YOUR TASK: Update the records, beginning at the line that has "Exercise. Point out the green grass pitch" and stopping after the line that has "point(83, 119)", by putting "athlete's" in place of "player's" and changing nothing else. Write out only those lines.
══ INFORMATION SUPPLIED
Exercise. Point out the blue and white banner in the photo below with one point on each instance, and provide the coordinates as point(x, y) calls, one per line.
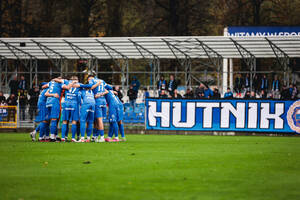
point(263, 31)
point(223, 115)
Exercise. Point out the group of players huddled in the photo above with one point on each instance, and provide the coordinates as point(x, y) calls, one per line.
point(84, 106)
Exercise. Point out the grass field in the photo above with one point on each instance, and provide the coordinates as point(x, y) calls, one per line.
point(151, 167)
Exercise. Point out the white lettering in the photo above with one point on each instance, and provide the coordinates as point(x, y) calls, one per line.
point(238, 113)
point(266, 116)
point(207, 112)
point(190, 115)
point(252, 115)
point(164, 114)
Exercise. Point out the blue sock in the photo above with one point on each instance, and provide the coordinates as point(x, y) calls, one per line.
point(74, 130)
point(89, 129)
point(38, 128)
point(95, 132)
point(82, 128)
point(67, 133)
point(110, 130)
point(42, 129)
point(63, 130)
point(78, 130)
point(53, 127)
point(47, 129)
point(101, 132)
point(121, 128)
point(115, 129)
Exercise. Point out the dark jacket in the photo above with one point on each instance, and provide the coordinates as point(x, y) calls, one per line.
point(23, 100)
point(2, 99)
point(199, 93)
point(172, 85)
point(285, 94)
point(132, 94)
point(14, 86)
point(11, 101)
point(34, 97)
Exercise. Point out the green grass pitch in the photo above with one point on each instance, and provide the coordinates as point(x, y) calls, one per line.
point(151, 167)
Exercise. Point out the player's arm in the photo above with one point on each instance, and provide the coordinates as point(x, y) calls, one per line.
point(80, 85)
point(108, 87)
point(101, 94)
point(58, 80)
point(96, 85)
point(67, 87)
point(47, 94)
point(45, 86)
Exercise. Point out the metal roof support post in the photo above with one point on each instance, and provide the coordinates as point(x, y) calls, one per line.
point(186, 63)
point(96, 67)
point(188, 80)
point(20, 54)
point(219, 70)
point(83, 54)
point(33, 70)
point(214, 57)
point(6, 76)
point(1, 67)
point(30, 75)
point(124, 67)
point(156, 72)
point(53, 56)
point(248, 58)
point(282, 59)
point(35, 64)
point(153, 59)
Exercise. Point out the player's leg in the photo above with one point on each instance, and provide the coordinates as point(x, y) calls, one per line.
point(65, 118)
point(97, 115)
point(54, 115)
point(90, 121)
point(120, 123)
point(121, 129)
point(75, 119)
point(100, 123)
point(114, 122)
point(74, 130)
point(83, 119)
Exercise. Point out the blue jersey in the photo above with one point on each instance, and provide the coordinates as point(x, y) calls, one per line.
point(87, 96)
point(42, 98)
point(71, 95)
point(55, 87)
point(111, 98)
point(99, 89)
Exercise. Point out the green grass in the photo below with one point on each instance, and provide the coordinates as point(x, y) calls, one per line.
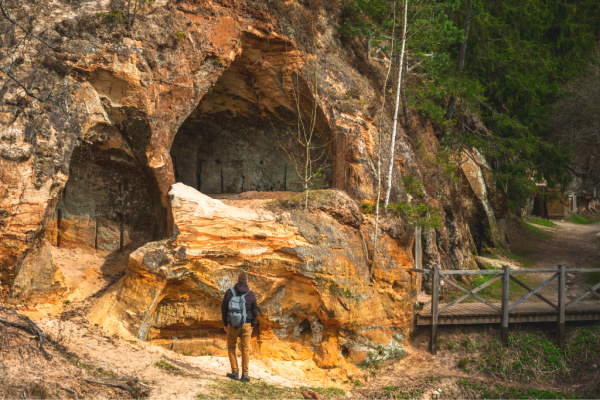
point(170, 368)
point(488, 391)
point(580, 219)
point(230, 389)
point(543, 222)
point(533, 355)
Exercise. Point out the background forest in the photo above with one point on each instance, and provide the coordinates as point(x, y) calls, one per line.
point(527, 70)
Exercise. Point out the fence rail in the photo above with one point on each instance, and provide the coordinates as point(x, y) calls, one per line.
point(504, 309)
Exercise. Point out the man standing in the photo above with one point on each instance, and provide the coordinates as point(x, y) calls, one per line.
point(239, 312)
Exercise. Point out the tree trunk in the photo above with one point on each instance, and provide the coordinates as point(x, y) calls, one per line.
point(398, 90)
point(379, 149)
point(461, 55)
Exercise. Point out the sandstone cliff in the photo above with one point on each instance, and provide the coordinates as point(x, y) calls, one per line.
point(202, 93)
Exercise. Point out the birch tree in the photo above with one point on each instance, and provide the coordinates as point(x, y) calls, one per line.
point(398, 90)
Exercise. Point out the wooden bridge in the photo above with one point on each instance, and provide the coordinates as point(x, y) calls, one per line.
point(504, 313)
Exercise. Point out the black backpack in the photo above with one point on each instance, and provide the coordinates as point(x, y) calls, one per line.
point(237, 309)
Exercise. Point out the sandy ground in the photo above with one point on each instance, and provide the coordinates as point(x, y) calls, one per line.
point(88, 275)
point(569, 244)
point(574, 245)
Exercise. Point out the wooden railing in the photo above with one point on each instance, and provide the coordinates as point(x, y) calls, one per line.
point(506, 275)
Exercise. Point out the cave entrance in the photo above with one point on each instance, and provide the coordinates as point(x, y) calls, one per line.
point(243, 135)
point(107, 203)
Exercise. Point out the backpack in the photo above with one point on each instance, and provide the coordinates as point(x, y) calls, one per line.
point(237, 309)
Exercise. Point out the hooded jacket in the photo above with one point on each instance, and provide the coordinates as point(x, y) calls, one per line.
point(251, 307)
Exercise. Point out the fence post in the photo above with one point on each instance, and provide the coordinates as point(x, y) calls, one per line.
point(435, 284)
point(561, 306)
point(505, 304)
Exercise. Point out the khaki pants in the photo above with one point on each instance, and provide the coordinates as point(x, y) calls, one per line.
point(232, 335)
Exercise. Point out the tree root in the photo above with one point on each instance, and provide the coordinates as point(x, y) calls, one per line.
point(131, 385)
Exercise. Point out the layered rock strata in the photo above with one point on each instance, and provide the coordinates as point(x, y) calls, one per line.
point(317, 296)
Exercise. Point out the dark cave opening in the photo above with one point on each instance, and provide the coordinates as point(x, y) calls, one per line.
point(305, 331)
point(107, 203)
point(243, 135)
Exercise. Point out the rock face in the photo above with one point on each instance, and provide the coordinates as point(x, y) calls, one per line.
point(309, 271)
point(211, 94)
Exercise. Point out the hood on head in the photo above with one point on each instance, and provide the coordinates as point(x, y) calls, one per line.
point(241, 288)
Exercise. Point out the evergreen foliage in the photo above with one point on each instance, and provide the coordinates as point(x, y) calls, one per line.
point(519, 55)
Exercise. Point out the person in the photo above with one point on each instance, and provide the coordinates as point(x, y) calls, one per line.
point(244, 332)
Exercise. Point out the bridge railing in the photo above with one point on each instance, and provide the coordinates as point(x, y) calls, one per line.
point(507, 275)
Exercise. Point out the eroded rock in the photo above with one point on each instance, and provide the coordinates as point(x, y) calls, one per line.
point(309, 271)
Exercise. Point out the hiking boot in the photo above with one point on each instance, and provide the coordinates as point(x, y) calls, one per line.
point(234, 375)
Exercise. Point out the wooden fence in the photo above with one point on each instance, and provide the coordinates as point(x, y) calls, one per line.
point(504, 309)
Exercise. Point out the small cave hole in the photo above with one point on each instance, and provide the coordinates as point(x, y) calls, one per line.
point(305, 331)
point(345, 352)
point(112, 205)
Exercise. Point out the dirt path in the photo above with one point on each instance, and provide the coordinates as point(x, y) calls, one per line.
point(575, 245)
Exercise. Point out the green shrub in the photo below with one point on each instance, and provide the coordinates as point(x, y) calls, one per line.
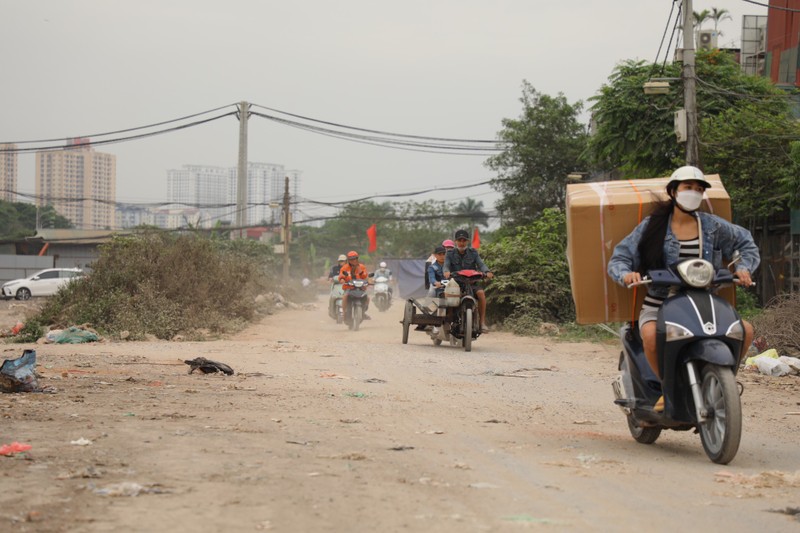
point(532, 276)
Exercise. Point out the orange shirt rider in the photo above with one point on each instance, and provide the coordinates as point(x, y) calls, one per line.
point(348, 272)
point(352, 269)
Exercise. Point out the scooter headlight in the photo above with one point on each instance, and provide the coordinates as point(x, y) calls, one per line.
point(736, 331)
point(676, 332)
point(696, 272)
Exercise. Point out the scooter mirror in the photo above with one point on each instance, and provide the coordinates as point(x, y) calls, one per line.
════
FINISHED ANSWER:
Exercise. Point out the green grass pitch in the photo above with one point on each instance, and provide the coordinates as point(x, y) calls, one per line.
point(151, 167)
Exercise. Point out the athlete's arm in the photo above with one point on each instance, and provide the coordinates as point(x, y) calls, one per line.
point(80, 85)
point(108, 87)
point(101, 94)
point(58, 80)
point(96, 85)
point(67, 87)
point(47, 94)
point(45, 86)
Exercise. Point out the metal roof support post in the photo above with one point on each instance, and provide the coordinates as point(x, y) calls, one per line.
point(186, 63)
point(96, 67)
point(188, 80)
point(20, 54)
point(219, 70)
point(83, 54)
point(33, 70)
point(214, 57)
point(6, 76)
point(1, 67)
point(30, 75)
point(124, 67)
point(156, 72)
point(53, 56)
point(248, 58)
point(282, 59)
point(35, 64)
point(153, 59)
Exercise. Point out the athlete's leg in the photo above with one point on each instance, and provide the coordinates as point(x, y) calls, one per line.
point(65, 118)
point(97, 115)
point(54, 115)
point(90, 121)
point(120, 123)
point(121, 129)
point(75, 119)
point(100, 123)
point(114, 122)
point(74, 130)
point(83, 119)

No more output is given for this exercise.